:: WHAT THE EXERCISE ASKS ::
The pictures in the data below are to be omitted; all else must be duplicated exactly.

(Data extracted from a collection)

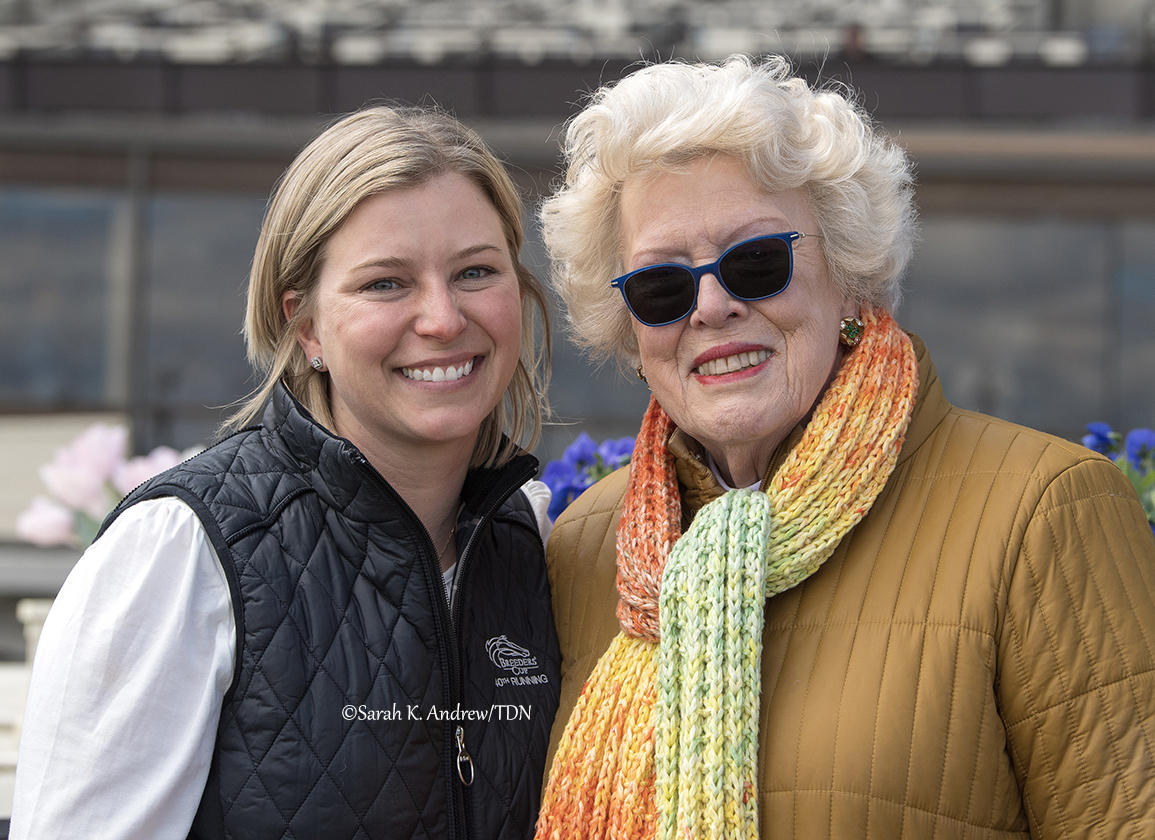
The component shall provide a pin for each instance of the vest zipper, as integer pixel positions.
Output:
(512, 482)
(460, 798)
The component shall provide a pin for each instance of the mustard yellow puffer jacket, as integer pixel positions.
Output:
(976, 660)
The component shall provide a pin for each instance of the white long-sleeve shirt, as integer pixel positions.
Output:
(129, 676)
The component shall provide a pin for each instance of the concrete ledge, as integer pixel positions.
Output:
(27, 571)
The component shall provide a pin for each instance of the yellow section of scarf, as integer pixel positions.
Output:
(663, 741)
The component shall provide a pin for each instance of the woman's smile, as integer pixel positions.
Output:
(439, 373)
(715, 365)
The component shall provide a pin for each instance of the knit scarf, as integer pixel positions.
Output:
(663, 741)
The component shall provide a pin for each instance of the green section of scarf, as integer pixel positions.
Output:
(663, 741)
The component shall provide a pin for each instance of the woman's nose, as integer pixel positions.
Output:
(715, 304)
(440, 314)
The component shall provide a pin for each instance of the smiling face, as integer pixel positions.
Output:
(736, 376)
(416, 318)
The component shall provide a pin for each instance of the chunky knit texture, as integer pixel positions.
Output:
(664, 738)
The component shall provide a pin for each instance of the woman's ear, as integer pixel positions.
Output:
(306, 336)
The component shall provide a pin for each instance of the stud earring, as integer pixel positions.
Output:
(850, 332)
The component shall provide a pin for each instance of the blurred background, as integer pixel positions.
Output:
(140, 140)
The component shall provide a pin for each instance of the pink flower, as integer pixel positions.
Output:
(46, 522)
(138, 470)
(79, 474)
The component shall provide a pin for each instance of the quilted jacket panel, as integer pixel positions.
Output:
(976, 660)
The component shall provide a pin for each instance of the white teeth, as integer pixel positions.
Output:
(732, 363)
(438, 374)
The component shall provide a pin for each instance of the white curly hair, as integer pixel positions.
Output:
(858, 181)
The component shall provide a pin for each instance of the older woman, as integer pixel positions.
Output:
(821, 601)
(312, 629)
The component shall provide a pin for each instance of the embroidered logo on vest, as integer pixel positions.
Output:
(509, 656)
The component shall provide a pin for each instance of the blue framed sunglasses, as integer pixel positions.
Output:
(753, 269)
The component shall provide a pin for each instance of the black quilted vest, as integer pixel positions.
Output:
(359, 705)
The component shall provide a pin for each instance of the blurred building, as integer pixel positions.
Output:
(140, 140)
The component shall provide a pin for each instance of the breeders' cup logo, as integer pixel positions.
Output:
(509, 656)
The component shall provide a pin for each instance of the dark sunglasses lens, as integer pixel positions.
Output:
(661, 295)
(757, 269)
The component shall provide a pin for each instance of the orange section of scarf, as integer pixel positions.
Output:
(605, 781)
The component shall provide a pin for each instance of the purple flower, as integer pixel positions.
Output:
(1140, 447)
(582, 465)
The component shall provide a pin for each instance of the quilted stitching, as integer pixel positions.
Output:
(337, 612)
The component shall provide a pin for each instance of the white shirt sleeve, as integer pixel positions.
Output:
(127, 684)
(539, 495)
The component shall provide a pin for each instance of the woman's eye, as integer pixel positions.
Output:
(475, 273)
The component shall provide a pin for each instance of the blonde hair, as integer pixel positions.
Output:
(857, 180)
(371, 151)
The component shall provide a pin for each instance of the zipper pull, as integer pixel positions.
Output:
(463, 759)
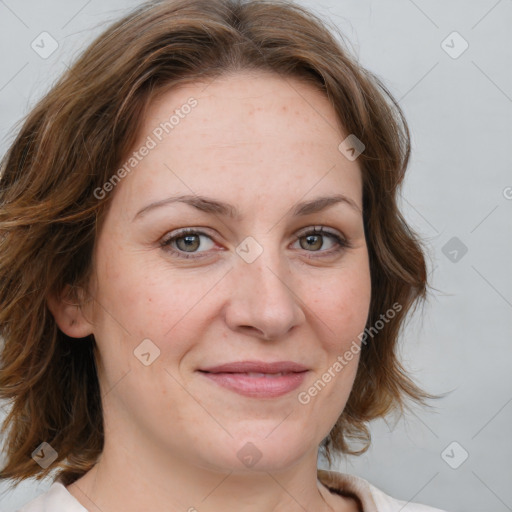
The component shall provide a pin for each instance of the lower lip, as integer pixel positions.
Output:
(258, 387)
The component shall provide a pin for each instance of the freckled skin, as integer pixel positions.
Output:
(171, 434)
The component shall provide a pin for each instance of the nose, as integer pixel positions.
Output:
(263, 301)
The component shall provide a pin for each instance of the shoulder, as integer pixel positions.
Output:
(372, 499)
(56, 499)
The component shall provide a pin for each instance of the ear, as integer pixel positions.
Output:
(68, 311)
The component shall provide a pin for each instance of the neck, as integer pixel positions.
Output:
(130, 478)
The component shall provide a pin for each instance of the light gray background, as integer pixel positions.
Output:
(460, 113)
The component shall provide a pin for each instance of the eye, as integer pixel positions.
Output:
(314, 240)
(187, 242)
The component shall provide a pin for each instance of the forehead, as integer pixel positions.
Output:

:: SOLUTION TO THIS TASK ::
The component shall provide a pin for each instance of the vest zipper, as integer pixel positions.
Output:
(512, 482)
(460, 798)
The component shall provide a pin for each instance of the mustard yellow puffer jacket, as integer pixel positions.
Output:
(976, 660)
The component shall provide a pin for each instance of the white long-sleeve shirt, as integer pixel positions.
Output:
(129, 676)
The component shall provide a pin for each instance of the concrete ledge, as integer pixel positions.
Output:
(27, 571)
The component shall provide a pin for each instance of the yellow section of scarf, as integer pixel positions.
Output:
(663, 741)
The component shall provide a pin for each instance of the woman's smile, as integer pixel positions.
Output:
(439, 373)
(715, 365)
The component shall provide a pin for each instance of the knit scarf, as integer pixel positions.
Output:
(663, 741)
The component shall provide a pin for each instance of the green section of scarf, as integer pixel positions.
Output:
(663, 741)
The component shall provide a pin for each instance of the woman's nose, as integer pixel positions.
Output:
(715, 304)
(440, 314)
The component shall provide a pin for each instance of the smiling face, as integer pixel positions.
Output:
(736, 376)
(416, 318)
The component shall provide a pin for each instance of the chunky knit texture, as integer pixel positions.
Output:
(664, 738)
The component shall provide a pin for each instance of the woman's ear, as integer pixel positions.
Output:
(306, 336)
The component shall provide a pin for each instance of the stud earring, as integer pixel positions.
Output:
(850, 332)
The component shall provide a pin for each instance of the blurred background, as integer pixel positions.
Output:
(140, 140)
The component shall provide a pin for each instance of the pink flower, as integer pixel positions.
Output:
(46, 522)
(138, 470)
(79, 474)
The component shall provide a pin for each instance of the quilted jacket panel, as integer pixel positions.
Output:
(976, 660)
The component shall provide a pin for each instance of the white teeth, as integer pixel positions.
Output:
(732, 363)
(438, 374)
The component shall provide a pin for each instance of the white curly hair, as integer pixel positions.
Output:
(858, 181)
The component shall provide a pin for each instance of the older woman, as integer pixel positions.
Output:
(821, 601)
(312, 629)
The component shall provide a pin for each instance of the embroidered logo on vest, as integer pixel positions.
Output:
(509, 656)
The component shall provide a pin for each instance of the blue framed sunglasses, as integer pixel positions.
Output:
(753, 269)
The component shall provide a pin for each instance of the black quilted vest, as integer pixel positions.
Output:
(359, 705)
The component shall provide a pin for each instance of the blurred building, as integer pixel positions.
Output:
(140, 140)
The component shall provide a pin for each instance of the breeders' cup logo, as integer pixel positions.
Output:
(509, 656)
The component shall provide a pin for each instance of the dark sunglasses lens, as integer pixel positions.
Output:
(661, 295)
(757, 269)
The component shall provide a pin for each instance of the orange section of scarf, as integer pixel positions.
Output:
(605, 781)
The component shall provide a pin for each instance of the purple flower, as integer pixel positions.
Output:
(1140, 447)
(582, 465)
The component shall provide a pin for each instance of the quilted stitching, as integer pixel positions.
Output:
(337, 612)
The component shall provide a pin for each instance of the white shirt sleeve, as integer pixel positions.
Output:
(127, 684)
(539, 495)
The component shall provide a pin for each instance of the woman's eye, as integer pixel positions.
Output:
(475, 273)
The component shall provide a pin for each instance of the blonde hair, as integer pixel positions.
Output:
(857, 180)
(371, 151)
The component shall provide a pin for each instance of the zipper pull, as integer pixel positions.
Output:
(463, 759)
The component shall provide a pin for each instance of the lower lip, as integer pixel positions.
Output:
(258, 387)
The component shall provide a pin for each instance of the freckled skin, as integer pixel positions.
Output:
(171, 434)
The component shall provide a pin for each instance of the nose, as integer pixel positions.
Output:
(263, 301)
The component shall provide a pin for each instance of the shoulder, as integer pixel positions.
Output:
(372, 499)
(56, 499)
The component shall provide a pin for each instance of the ear, as integer pixel positions.
Output:
(68, 311)
The component shall provide a pin for each instance of the neck, as integer pixel positions.
Output:
(130, 478)
The component shall provide a pin for each instance of the light gray background, as integer pixel positions.
Output:
(460, 113)
The component shall provide a pin for each instance of the eye, as integer pixel positions.
Output:
(314, 240)
(187, 242)
The component shall provide a pin for each instance of the forehead, as integer pixel positions.
Output:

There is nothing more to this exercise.